Task objective:
Render all of the records below as a Markdown table with two columns, n for the row number and Line for the text of the line, leaving out any blank lines.

┌──

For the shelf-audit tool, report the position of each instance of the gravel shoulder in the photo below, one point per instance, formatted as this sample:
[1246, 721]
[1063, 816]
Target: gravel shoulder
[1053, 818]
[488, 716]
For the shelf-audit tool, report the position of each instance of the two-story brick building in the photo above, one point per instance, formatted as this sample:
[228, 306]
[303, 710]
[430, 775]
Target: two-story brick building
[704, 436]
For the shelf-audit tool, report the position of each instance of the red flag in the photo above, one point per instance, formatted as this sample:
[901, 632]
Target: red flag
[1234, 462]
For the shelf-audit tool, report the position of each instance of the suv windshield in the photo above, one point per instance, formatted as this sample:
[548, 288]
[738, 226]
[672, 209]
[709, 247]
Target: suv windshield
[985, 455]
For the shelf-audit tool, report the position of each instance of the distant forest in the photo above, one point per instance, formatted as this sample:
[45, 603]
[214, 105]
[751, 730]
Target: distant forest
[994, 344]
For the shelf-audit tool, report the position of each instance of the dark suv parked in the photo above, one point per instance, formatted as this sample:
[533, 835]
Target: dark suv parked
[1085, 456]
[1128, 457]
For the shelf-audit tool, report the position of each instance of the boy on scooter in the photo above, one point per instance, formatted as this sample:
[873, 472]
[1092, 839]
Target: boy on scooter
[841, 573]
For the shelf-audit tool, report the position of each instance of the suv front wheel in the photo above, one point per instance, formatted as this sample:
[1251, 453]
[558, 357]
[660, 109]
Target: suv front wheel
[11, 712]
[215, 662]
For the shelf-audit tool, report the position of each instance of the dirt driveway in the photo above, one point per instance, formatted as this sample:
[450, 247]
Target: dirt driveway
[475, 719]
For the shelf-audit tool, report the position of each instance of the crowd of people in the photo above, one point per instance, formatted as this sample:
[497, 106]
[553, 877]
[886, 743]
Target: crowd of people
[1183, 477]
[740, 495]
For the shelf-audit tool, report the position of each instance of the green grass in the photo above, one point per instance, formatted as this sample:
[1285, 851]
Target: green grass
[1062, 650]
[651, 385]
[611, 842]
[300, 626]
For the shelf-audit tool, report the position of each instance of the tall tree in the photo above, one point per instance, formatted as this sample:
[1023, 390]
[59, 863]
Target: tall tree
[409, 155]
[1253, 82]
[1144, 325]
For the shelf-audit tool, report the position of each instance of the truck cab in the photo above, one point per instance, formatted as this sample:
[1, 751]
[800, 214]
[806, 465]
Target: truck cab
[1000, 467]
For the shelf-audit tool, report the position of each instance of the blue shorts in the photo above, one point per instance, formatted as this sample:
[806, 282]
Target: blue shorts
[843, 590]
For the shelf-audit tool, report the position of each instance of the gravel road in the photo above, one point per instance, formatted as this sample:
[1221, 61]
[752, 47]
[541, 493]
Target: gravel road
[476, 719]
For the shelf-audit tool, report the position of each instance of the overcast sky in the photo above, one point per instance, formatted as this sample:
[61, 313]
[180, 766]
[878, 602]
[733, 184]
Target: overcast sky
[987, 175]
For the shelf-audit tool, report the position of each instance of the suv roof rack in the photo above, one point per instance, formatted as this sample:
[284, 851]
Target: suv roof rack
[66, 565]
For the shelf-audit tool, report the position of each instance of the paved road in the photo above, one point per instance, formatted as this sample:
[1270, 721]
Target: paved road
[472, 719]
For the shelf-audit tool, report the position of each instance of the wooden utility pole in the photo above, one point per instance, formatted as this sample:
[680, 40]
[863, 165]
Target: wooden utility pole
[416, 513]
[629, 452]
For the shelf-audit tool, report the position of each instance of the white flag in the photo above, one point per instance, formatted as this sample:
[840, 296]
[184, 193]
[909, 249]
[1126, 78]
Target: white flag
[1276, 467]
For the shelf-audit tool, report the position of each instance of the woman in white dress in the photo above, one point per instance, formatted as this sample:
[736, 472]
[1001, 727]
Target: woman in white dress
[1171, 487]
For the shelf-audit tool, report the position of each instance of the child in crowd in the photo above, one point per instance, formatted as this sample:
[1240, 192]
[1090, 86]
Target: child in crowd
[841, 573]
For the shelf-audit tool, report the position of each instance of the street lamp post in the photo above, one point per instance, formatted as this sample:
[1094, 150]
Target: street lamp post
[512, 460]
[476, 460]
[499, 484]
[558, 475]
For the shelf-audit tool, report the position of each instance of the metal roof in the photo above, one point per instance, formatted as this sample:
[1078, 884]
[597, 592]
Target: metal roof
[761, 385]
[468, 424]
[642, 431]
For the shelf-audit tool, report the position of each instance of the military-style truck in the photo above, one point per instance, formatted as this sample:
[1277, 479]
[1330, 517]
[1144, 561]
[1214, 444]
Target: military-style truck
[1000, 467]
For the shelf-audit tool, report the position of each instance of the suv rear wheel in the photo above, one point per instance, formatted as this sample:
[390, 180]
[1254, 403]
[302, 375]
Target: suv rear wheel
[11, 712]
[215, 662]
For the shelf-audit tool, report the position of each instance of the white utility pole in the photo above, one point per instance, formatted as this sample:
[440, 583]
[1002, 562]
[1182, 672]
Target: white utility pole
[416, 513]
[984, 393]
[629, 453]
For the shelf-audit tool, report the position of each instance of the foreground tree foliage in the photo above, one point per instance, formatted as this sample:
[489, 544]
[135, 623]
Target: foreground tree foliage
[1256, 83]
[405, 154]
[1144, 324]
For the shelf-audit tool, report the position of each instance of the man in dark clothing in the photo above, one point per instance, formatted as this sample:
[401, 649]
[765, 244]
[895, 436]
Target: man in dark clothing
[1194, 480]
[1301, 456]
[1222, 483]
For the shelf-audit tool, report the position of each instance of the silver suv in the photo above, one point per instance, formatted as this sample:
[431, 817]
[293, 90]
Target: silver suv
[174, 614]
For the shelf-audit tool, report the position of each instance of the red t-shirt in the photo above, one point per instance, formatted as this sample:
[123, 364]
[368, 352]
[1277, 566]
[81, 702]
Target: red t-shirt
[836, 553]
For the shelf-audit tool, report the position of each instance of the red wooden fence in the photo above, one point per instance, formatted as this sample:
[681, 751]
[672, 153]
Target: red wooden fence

└──

Completed exercise:
| n | Line |
|---|---|
| 1 | For the shelf-audit tool, report the position of each instance of the gravel shoulder in the photo below, one point per instance, formatted as this sample: |
| 2 | [1246, 721] |
| 3 | [1063, 816] |
| 4 | Target: gravel shoulder |
| 5 | [1053, 818] |
| 6 | [488, 716] |
| 7 | For the shelf-audit tool, report the position of each instance of the two-story brick building in the photo above, one point per instance, formatted as this sample: |
| 8 | [228, 306] |
| 9 | [303, 710] |
| 10 | [430, 775] |
| 11 | Target: two-story brick building |
| 12 | [704, 436] |
| 13 | For the shelf-audit tool, report the position of each instance of the red flag in the photo above, one point per instance, formatted as this sample: |
| 14 | [901, 632] |
| 15 | Target: red flag |
| 16 | [1234, 462] |
| 17 | For the shelf-audit tool, report the position of each instance of the suv windshield in the photo above, one point per instance, formatted as this sample: |
| 18 | [548, 288] |
| 19 | [738, 226] |
| 20 | [672, 209] |
| 21 | [709, 247] |
| 22 | Target: suv windshield |
| 23 | [985, 455] |
| 24 | For the shelf-audit tool, report the position of each instance of the distant forest in the photo above, one point per instance, formatted as this sample: |
| 25 | [45, 603] |
| 26 | [214, 105] |
| 27 | [751, 730] |
| 28 | Target: distant forest |
| 29 | [994, 344] |
| 30 | For the shelf-audit tool, report the position of each instance of the dark suv parked in the photo above, one point per instance, formatted as this sample: |
| 31 | [533, 835] |
| 32 | Target: dark suv parked |
| 33 | [1085, 456] |
| 34 | [1128, 457] |
| 35 | For the shelf-audit tool, report the position of each instance of the boy on scooter in the photo above, one point per instance, formatted as this sample: |
| 36 | [873, 472] |
| 37 | [1092, 839] |
| 38 | Target: boy on scooter |
| 39 | [841, 573] |
| 40 | For the shelf-audit tool, report the position of each instance of the suv front wheel in the photo above, one point per instance, formatted as this sample: |
| 41 | [1251, 453] |
| 42 | [558, 357] |
| 43 | [660, 109] |
| 44 | Target: suv front wheel |
| 45 | [11, 712] |
| 46 | [215, 662] |
| 47 | For the shelf-audit tool, report the position of each instance of the dirt driveway in the photo above, one point per instance, formatted as this sample: |
| 48 | [450, 247] |
| 49 | Target: dirt driveway |
| 50 | [475, 719] |
| 51 | For the shelf-audit tool, report the position of each instance of the crowd of people in the photo above, one point per instance, formatted as this sample: |
| 52 | [497, 106] |
| 53 | [553, 877] |
| 54 | [886, 743] |
| 55 | Target: crowd of people |
| 56 | [1183, 477] |
| 57 | [740, 495] |
| 58 | For the shelf-audit tool, report the position of each instance of the green grass in the photo above, one point per instance, formatted as this sample: |
| 59 | [1285, 851] |
| 60 | Target: green grass |
| 61 | [1062, 650] |
| 62 | [651, 385] |
| 63 | [611, 842] |
| 64 | [300, 626] |
| 65 | For the shelf-audit tool, report the position of each instance of the tall tree in the photo above, one point per instance, formatted as this sample: |
| 66 | [1023, 390] |
| 67 | [59, 863] |
| 68 | Target: tall tree |
| 69 | [409, 155] |
| 70 | [1253, 82] |
| 71 | [1144, 325] |
| 72 | For the shelf-audit tool, report the position of each instance of the truck cab in the photo above, one point per instance, formatted as this sample: |
| 73 | [1, 751] |
| 74 | [800, 214] |
| 75 | [806, 465] |
| 76 | Target: truck cab |
| 77 | [1000, 467] |
| 78 | For the shelf-audit tool, report the position of each instance of the blue shorts in the photo above, one point per instance, formatted as this sample: |
| 79 | [806, 282] |
| 80 | Target: blue shorts |
| 81 | [843, 590] |
| 82 | For the shelf-audit tool, report the position of each instance of the gravel road in the photo above, one point per instance, formatted as this sample: |
| 83 | [1221, 61] |
| 84 | [752, 47] |
| 85 | [541, 493] |
| 86 | Target: gravel road |
| 87 | [476, 719] |
| 88 | For the shelf-audit tool, report the position of each instance of the overcast sky in the photo above, one point per instance, formatted as this sample: |
| 89 | [61, 313] |
| 90 | [180, 766] |
| 91 | [878, 602] |
| 92 | [733, 184] |
| 93 | Target: overcast sky |
| 94 | [987, 175] |
| 95 | For the shelf-audit tool, report the position of each instance of the suv roof rack in the photo above, one point per instance, formatted as this sample: |
| 96 | [284, 851] |
| 97 | Target: suv roof rack |
| 98 | [66, 565] |
| 99 | For the shelf-audit tool, report the position of each instance of the paved road in the photo above, one point per instance, formatted as this sample: |
| 100 | [1270, 721] |
| 101 | Target: paved road |
| 102 | [472, 719] |
| 103 | For the shelf-audit tool, report the position of each instance of the wooden utility pole in the photo above, one point per instance, formatted as this sample: |
| 104 | [680, 40] |
| 105 | [863, 165] |
| 106 | Target: wooden utility pole |
| 107 | [416, 513] |
| 108 | [629, 452] |
| 109 | For the shelf-audit tool, report the position of each instance of the white flag in the photo above, one point per instance, formatted as this sample: |
| 110 | [840, 296] |
| 111 | [184, 193] |
| 112 | [909, 249] |
| 113 | [1126, 78] |
| 114 | Target: white flag |
| 115 | [1276, 467] |
| 116 | For the shelf-audit tool, report the position of each instance of the woman in white dress in the photo above, one point per instance, formatted as this sample: |
| 117 | [736, 472] |
| 118 | [1001, 727] |
| 119 | Target: woman in white dress |
| 120 | [1171, 487] |
| 121 | For the shelf-audit tool, report the position of each instance of the child in crowd in the photo above, one point per instance, formatted as this sample: |
| 122 | [1240, 192] |
| 123 | [1090, 86] |
| 124 | Target: child in crowd |
| 125 | [841, 573] |
| 126 | For the shelf-audit tool, report the position of each instance of the street lamp post in the photo above, one point per instance, formatted as this sample: |
| 127 | [1094, 150] |
| 128 | Target: street lamp post |
| 129 | [512, 460] |
| 130 | [476, 460] |
| 131 | [499, 484] |
| 132 | [558, 475] |
| 133 | For the shelf-audit tool, report the position of each instance of the metal roof in the photo above, one point per instance, formatted as this sample: |
| 134 | [1078, 884] |
| 135 | [597, 592] |
| 136 | Target: metal roof |
| 137 | [761, 385] |
| 138 | [468, 424] |
| 139 | [642, 431] |
| 140 | For the shelf-audit tool, report the position of each instance of the military-style truck in the photo above, one point per instance, formatted as this sample: |
| 141 | [1277, 479] |
| 142 | [1330, 517] |
| 143 | [1144, 561] |
| 144 | [1214, 444] |
| 145 | Target: military-style truck |
| 146 | [1000, 467] |
| 147 | For the shelf-audit tool, report the position of each instance of the suv rear wheel in the photo above, one point per instance, formatted as this sample: |
| 148 | [390, 180] |
| 149 | [1254, 403] |
| 150 | [302, 375] |
| 151 | Target: suv rear wheel |
| 152 | [11, 712] |
| 153 | [215, 662] |
| 154 | For the shelf-audit tool, report the position of each instance of the white utility pole in the photo above, one point per instance, formatted as this sample: |
| 155 | [440, 583] |
| 156 | [1002, 562] |
| 157 | [1182, 672] |
| 158 | Target: white utility pole |
| 159 | [416, 513] |
| 160 | [984, 393] |
| 161 | [629, 453] |
| 162 | For the shelf-audit tool, report the position of each instance of the foreground tree foliage in the photo above, one point per instance, formatted as this sample: |
| 163 | [489, 544] |
| 164 | [135, 623] |
| 165 | Target: foreground tree foliage |
| 166 | [1256, 83] |
| 167 | [405, 154] |
| 168 | [1144, 324] |
| 169 | For the shelf-audit tool, report the position of each instance of the man in dark clothing in the photo above, one point per instance, formatted as this sample: |
| 170 | [401, 649] |
| 171 | [765, 244] |
| 172 | [895, 436] |
| 173 | Target: man in dark clothing |
| 174 | [1194, 480] |
| 175 | [1301, 456] |
| 176 | [1222, 483] |
| 177 | For the shelf-audit tool, report the position of each instance of the silver suv in the photo above, one point per instance, formatted as this sample: |
| 178 | [431, 817] |
| 179 | [293, 90] |
| 180 | Target: silver suv |
| 181 | [174, 614] |
| 182 | For the shelf-audit tool, report the position of each instance of the red t-shirt in the photo above, one point per instance, formatted as this sample: |
| 183 | [123, 364] |
| 184 | [368, 352] |
| 185 | [1277, 566] |
| 186 | [81, 702] |
| 187 | Target: red t-shirt |
| 188 | [836, 553] |
| 189 | For the shelf-audit tool, report the position of each instance of the red wooden fence in the photo above, one point per instance, formatted as this sample: |
| 190 | [681, 751] |
| 191 | [672, 153] |
| 192 | Target: red wooden fence |